Your assignment:
Exclude all pictures from your copy of the data below, which should otherwise match exactly.
[Records to process]
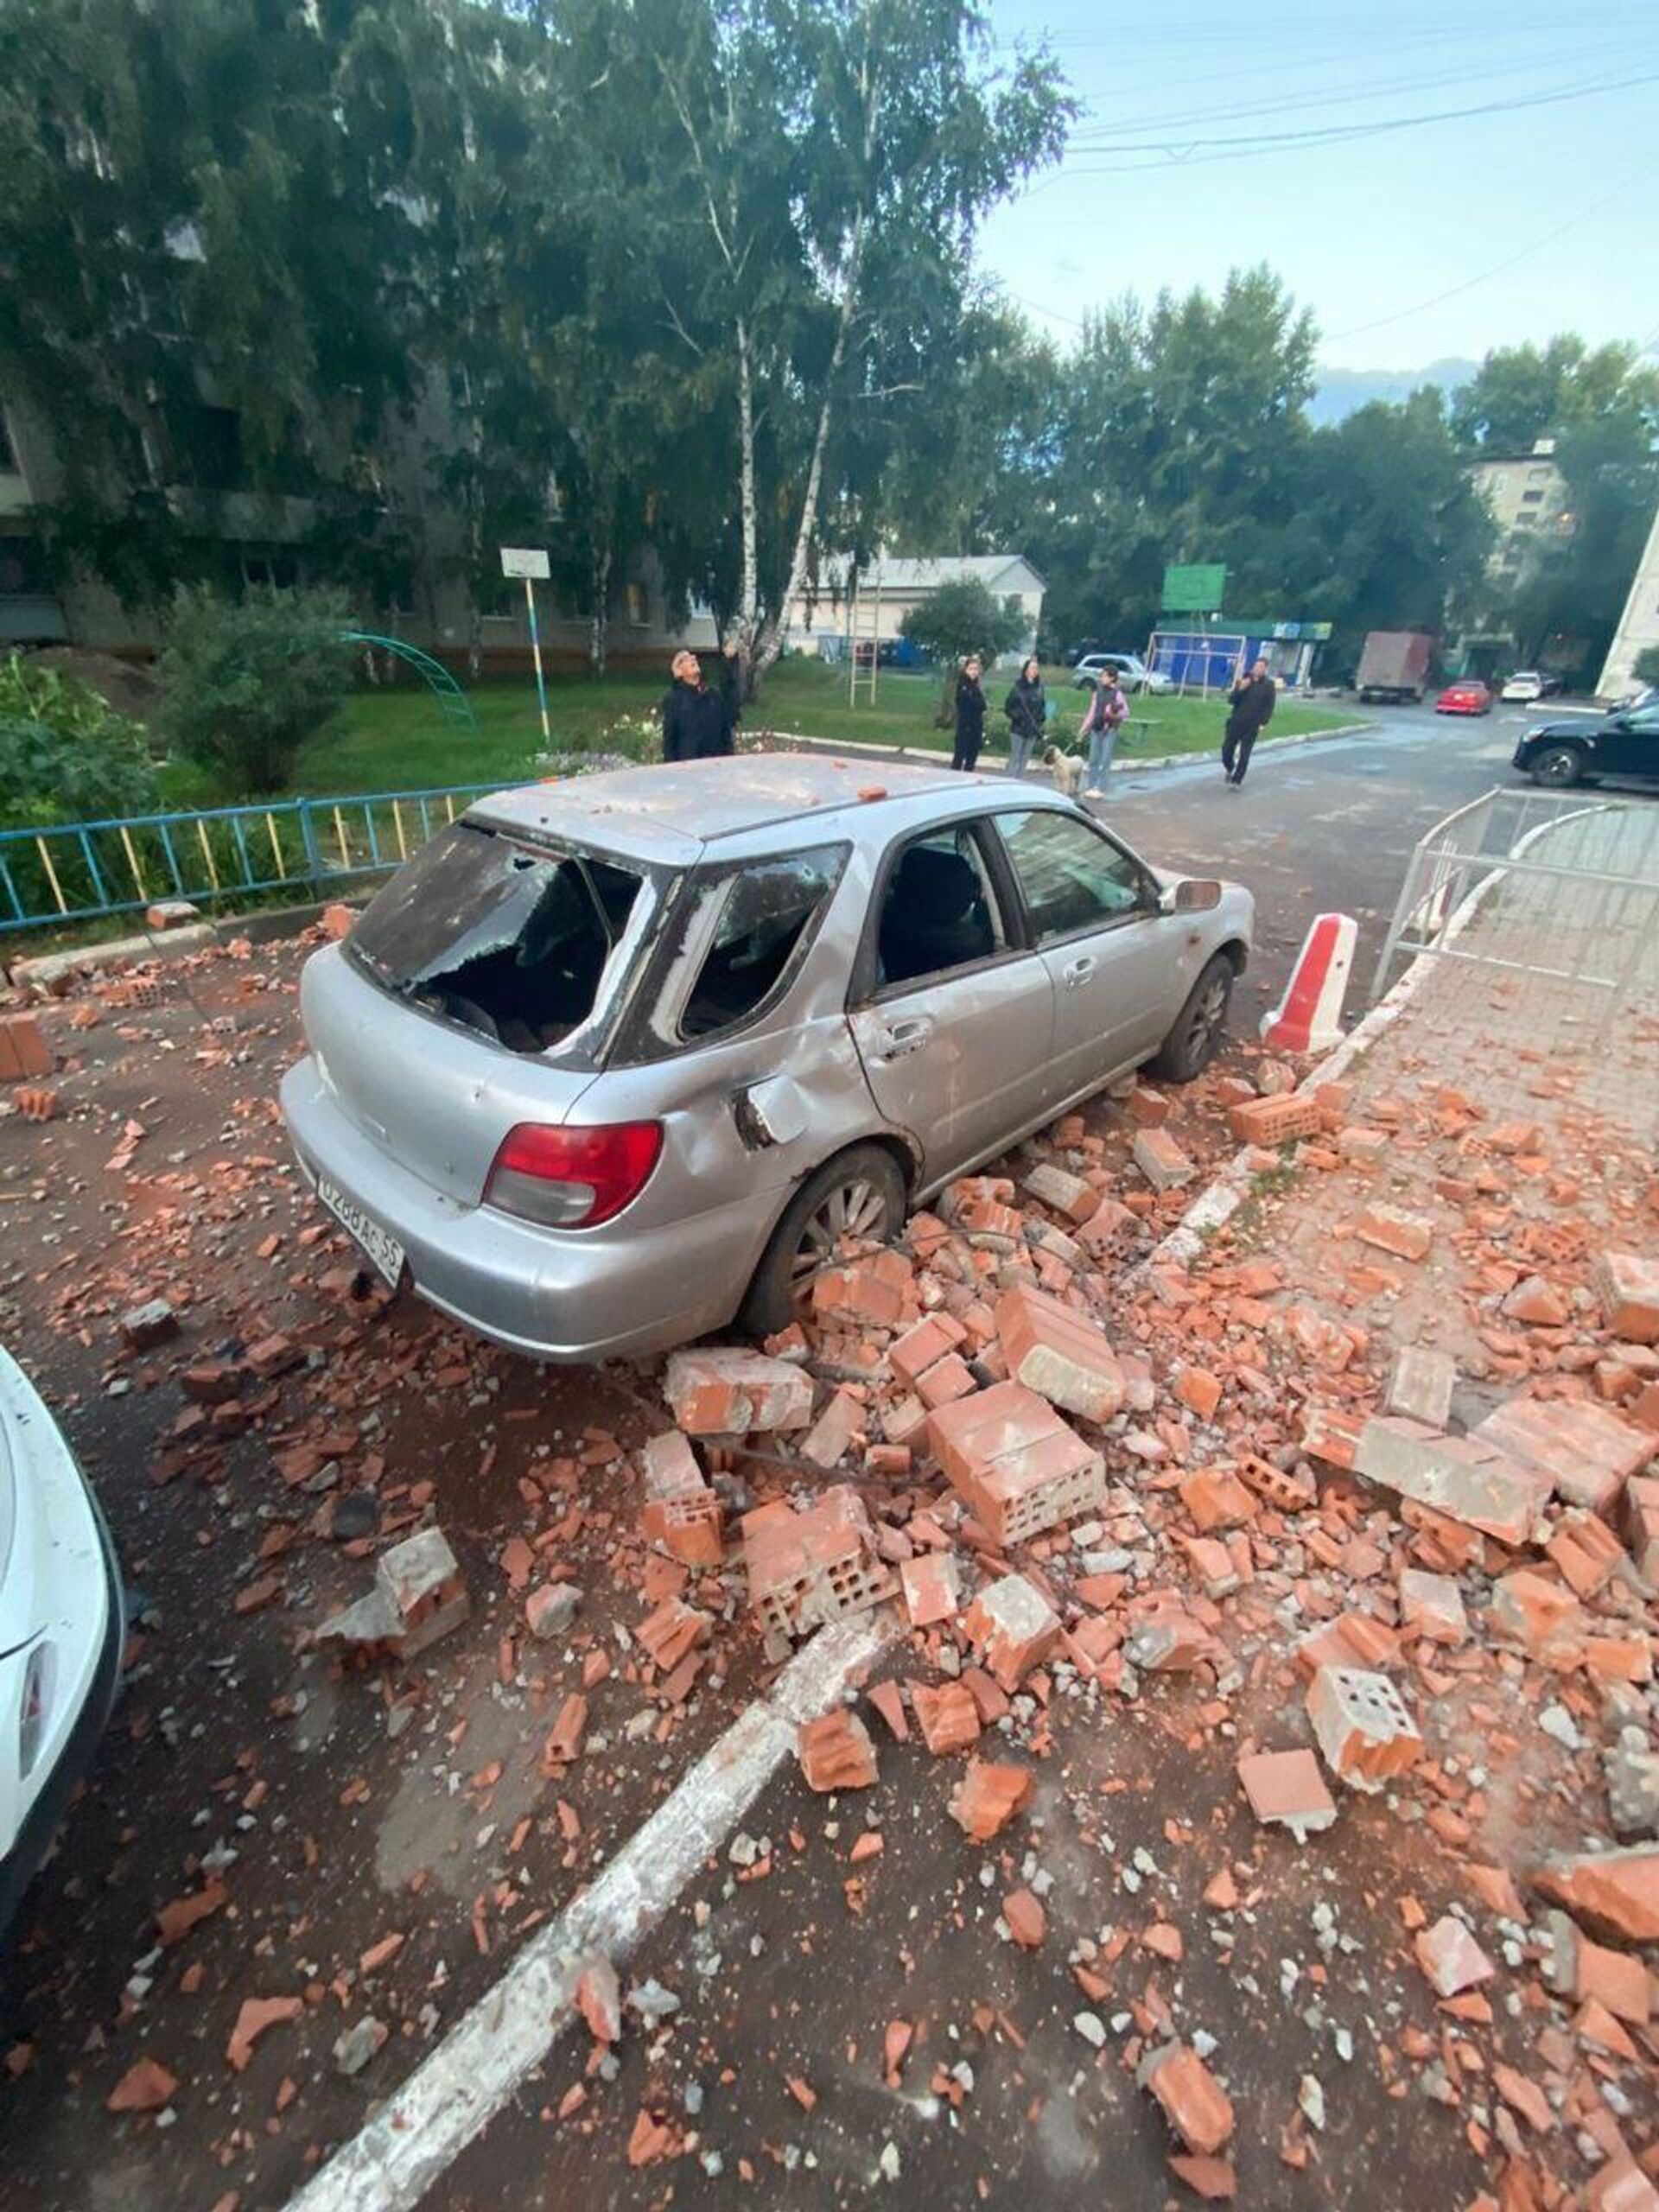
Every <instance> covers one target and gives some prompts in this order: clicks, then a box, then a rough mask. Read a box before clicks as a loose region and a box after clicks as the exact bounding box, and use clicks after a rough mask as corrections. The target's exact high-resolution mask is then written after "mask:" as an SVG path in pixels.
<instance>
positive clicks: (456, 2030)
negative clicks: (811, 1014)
mask: <svg viewBox="0 0 1659 2212" xmlns="http://www.w3.org/2000/svg"><path fill="white" fill-rule="evenodd" d="M896 1641H898V1621H896V1617H894V1613H891V1606H887V1608H883V1615H860V1617H856V1619H847V1621H836V1624H834V1626H830V1628H821V1630H818V1635H816V1637H814V1639H812V1644H807V1646H803V1650H801V1652H796V1657H794V1659H792V1661H790V1663H787V1666H785V1670H783V1672H781V1674H779V1679H776V1683H774V1688H772V1694H770V1697H763V1699H757V1701H754V1703H752V1705H748V1708H745V1710H743V1712H741V1714H739V1717H737V1721H732V1725H730V1728H728V1730H726V1734H723V1736H721V1739H719V1741H717V1743H712V1745H710V1750H708V1752H703V1756H701V1759H699V1761H697V1765H695V1767H692V1770H690V1774H686V1778H684V1781H681V1783H679V1785H677V1787H675V1790H672V1792H670V1794H668V1796H666V1798H664V1801H661V1805H657V1809H655V1812H653V1814H650V1818H648V1820H646V1823H644V1825H641V1827H637V1829H635V1832H633V1836H630V1838H628V1840H626V1843H624V1845H622V1849H619V1851H617V1854H615V1858H613V1860H611V1863H608V1865H606V1867H604V1869H602V1871H599V1874H597V1876H595V1880H593V1885H591V1887H588V1889H584V1891H582V1893H580V1896H577V1898H575V1900H573V1902H571V1905H566V1907H564V1911H562V1913H557V1916H555V1918H553V1920H549V1922H544V1924H542V1927H540V1929H538V1931H535V1933H533V1936H531V1938H529V1942H524V1944H522V1949H520V1951H518V1953H515V1958H513V1962H511V1964H509V1966H507V1971H504V1973H502V1978H500V1980H498V1982H495V1984H493V1989H489V1991H487V1993H484V1995H482V1997H480V2000H478V2004H473V2008H471V2011H469V2013H465V2015H462V2017H460V2020H458V2022H456V2024H453V2026H451V2028H449V2033H447V2035H445V2039H442V2042H440V2044H438V2046H436V2048H434V2051H431V2053H429V2055H427V2057H425V2059H422V2062H420V2064H418V2066H416V2070H414V2073H411V2075H409V2079H407V2081H405V2084H403V2086H400V2088H396V2090H392V2095H389V2097H387V2099H385V2104H380V2108H378V2112H376V2117H374V2119H369V2121H367V2124H365V2126H363V2130H361V2132H358V2135H356V2137H352V2141H347V2143H341V2148H338V2150H336V2152H334V2154H332V2157H330V2161H327V2166H323V2168H321V2170H319V2172H316V2174H314V2177H312V2179H310V2181H307V2183H305V2185H303V2188H301V2190H299V2194H296V2197H292V2199H290V2205H288V2212H414V2205H418V2203H420V2199H422V2197H425V2194H427V2190H429V2188H431V2185H434V2183H436V2181H438V2177H440V2174H442V2172H447V2170H449V2166H453V2161H456V2159H458V2157H460V2152H462V2150H465V2148H467V2143H471V2141H473V2139H476V2137H478V2135H482V2130H484V2128H487V2126H489V2121H491V2119H493V2117H495V2115H498V2112H500V2110H502V2106H507V2104H509V2101H511V2097H513V2095H515V2093H518V2088H520V2086H522V2084H524V2081H526V2079H529V2075H533V2073H535V2068H538V2066H540V2064H542V2062H544V2057H546V2055H549V2051H551V2048H553V2044H555V2042H557V2037H560V2035H564V2033H566V2028H571V2026H573V2024H575V2017H577V2015H575V2004H573V1984H575V1971H577V1969H580V1962H582V1960H584V1958H588V1955H593V1953H599V1955H604V1958H608V1960H611V1964H613V1966H622V1964H624V1960H626V1958H628V1955H630V1951H633V1949H635V1944H637V1942H639V1940H641V1938H644V1936H646V1933H648V1931H650V1929H653V1927H655V1924H657V1922H659V1920H661V1918H664V1913H666V1911H668V1909H670V1907H672V1905H675V1900H677V1898H679V1896H681V1891H684V1889H686V1885H688V1882H692V1880H695V1878H697V1876H699V1874H701V1871H703V1863H706V1860H708V1858H712V1856H714V1854H717V1851H719V1849H721V1845H723V1843H726V1838H728V1836H730V1834H732V1829H734V1827H737V1823H739V1820H741V1818H743V1814H745V1812H748V1809H750V1805H752V1803H754V1798H757V1796H759V1794H761V1790H765V1785H768V1783H770V1781H772V1776H774V1774H776V1772H779V1767H781V1765H783V1763H785V1759H787V1756H790V1754H792V1752H794V1743H796V1730H799V1725H801V1723H803V1721H812V1719H816V1717H818V1714H821V1712H827V1710H830V1708H832V1705H836V1703H841V1699H843V1694H845V1692H847V1688H849V1686H852V1683H854V1679H856V1677H860V1674H863V1672H867V1670H869V1668H872V1666H874V1663H876V1661H878V1659H880V1657H883V1652H887V1650H889V1646H891V1644H896Z"/></svg>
[/Records to process]
Answer box:
Every <instance> covers one target and gives some prompts in this order: clicks, then a box, then a rough mask. Read a box before clicks as a loose region and a box after clicks as the exact bounding box, and use clicks after a rough mask as corrections. The target's exact high-resolution mask is then written after "mask:" as an SVG path in pixels.
<instance>
positive clicks: (456, 2030)
negative clicks: (811, 1014)
mask: <svg viewBox="0 0 1659 2212" xmlns="http://www.w3.org/2000/svg"><path fill="white" fill-rule="evenodd" d="M896 1641H898V1621H896V1617H894V1613H891V1606H887V1608H883V1615H860V1617H856V1619H847V1621H836V1624H834V1626H830V1628H821V1630H818V1635H816V1637H814V1639H812V1644H807V1646H803V1650H801V1652H796V1657H794V1659H792V1661H790V1663H787V1666H785V1670H783V1672H781V1674H779V1679H776V1683H774V1688H772V1694H770V1697H763V1699H757V1701H754V1703H752V1705H748V1708H745V1710H743V1712H741V1714H739V1717H737V1721H732V1725H730V1728H728V1730H726V1734H723V1736H721V1739H719V1741H717V1743H712V1745H710V1750H708V1752H703V1756H701V1759H699V1761H697V1765H695V1767H692V1770H690V1774H686V1778H684V1781H681V1783H679V1785H677V1787H675V1790H672V1792H670V1794H668V1796H666V1798H664V1801H661V1805H657V1809H655V1812H653V1814H650V1818H648V1820H646V1823H644V1825H641V1827H637V1829H635V1832H633V1836H630V1838H628V1840H626V1843H624V1845H622V1849H619V1851H617V1854H615V1858H613V1860H611V1863H608V1865H606V1867H604V1869H602V1871H599V1874H597V1876H595V1880H593V1885H591V1887H588V1889H584V1891H582V1893H580V1896H577V1898H575V1900H573V1902H571V1905H566V1907H564V1911H562V1913H557V1916H555V1918H553V1920H549V1922H544V1924H542V1927H540V1929H538V1931H535V1933H533V1936H531V1938H529V1942H524V1944H522V1949H520V1951H518V1953H515V1958H513V1962H511V1964H509V1966H507V1971H504V1973H502V1978H500V1980H498V1982H495V1984H493V1989H489V1991H487V1993H484V1995H482V1997H480V2000H478V2004H473V2008H471V2011H469V2013H465V2015H462V2017H460V2020H458V2022H456V2024H453V2026H451V2028H449V2033H447V2035H445V2039H442V2042H440V2044H438V2046H436V2048H434V2051H431V2053H429V2055H427V2057H425V2059H422V2062H420V2064H418V2066H416V2070H414V2073H411V2075H409V2079H407V2081H405V2084H403V2086H400V2088H396V2090H392V2095H389V2097H387V2099H385V2104H380V2108H378V2112H376V2117H374V2119H369V2121H367V2124H365V2126H363V2130H361V2132H358V2135H356V2137H352V2141H347V2143H341V2148H338V2150H336V2152H334V2154H332V2157H330V2161H327V2166H323V2168H321V2170H319V2172H316V2174H314V2177H312V2179H310V2181H307V2183H305V2185H303V2188H301V2190H299V2194H296V2197H292V2199H290V2205H288V2212H414V2205H418V2203H420V2199H422V2197H425V2194H427V2190H429V2188H431V2185H434V2183H436V2181H438V2177H440V2174H442V2172H447V2170H449V2166H453V2161H456V2159H458V2157H460V2152H462V2150H465V2148H467V2143H471V2141H473V2139H476V2137H478V2135H482V2130H484V2128H487V2126H489V2121H491V2119H493V2117H495V2115H498V2112H500V2110H502V2106H507V2104H509V2101H511V2097H513V2095H515V2093H518V2088H520V2086H522V2084H524V2081H526V2079H529V2075H533V2073H535V2068H538V2066H540V2064H542V2062H544V2057H546V2055H549V2051H551V2048H553V2044H555V2042H557V2037H560V2035H564V2033H566V2028H571V2026H573V2024H575V2017H577V2015H575V2004H573V1984H575V1971H577V1969H580V1962H582V1960H584V1958H588V1955H593V1953H599V1955H604V1958H608V1960H611V1964H613V1966H622V1964H624V1960H626V1958H628V1955H630V1951H633V1949H635V1944H637V1942H639V1940H641V1938H644V1936H646V1933H648V1931H650V1929H653V1927H655V1924H657V1922H659V1920H661V1918H664V1913H666V1911H668V1909H670V1907H672V1905H675V1900H677V1898H679V1896H681V1891H684V1889H686V1885H688V1882H692V1880H695V1878H697V1876H699V1874H701V1871H703V1863H706V1860H708V1858H712V1856H714V1854H717V1851H719V1849H721V1845H723V1843H726V1838H728V1836H730V1834H732V1829H734V1827H737V1823H739V1820H741V1818H743V1814H745V1812H748V1809H750V1805H752V1803H754V1798H757V1796H759V1794H761V1790H765V1785H768V1783H770V1781H772V1776H774V1774H776V1772H779V1767H781V1765H783V1763H785V1759H787V1756H790V1754H792V1752H794V1743H796V1730H799V1725H801V1723H803V1721H812V1719H816V1717H818V1714H821V1712H827V1710H830V1708H832V1705H836V1703H841V1699H843V1694H845V1692H847V1688H849V1686H852V1683H854V1679H856V1677H860V1674H863V1672H867V1670H869V1668H872V1666H874V1663H876V1661H878V1659H880V1657H883V1652H887V1650H889V1646H891V1644H896Z"/></svg>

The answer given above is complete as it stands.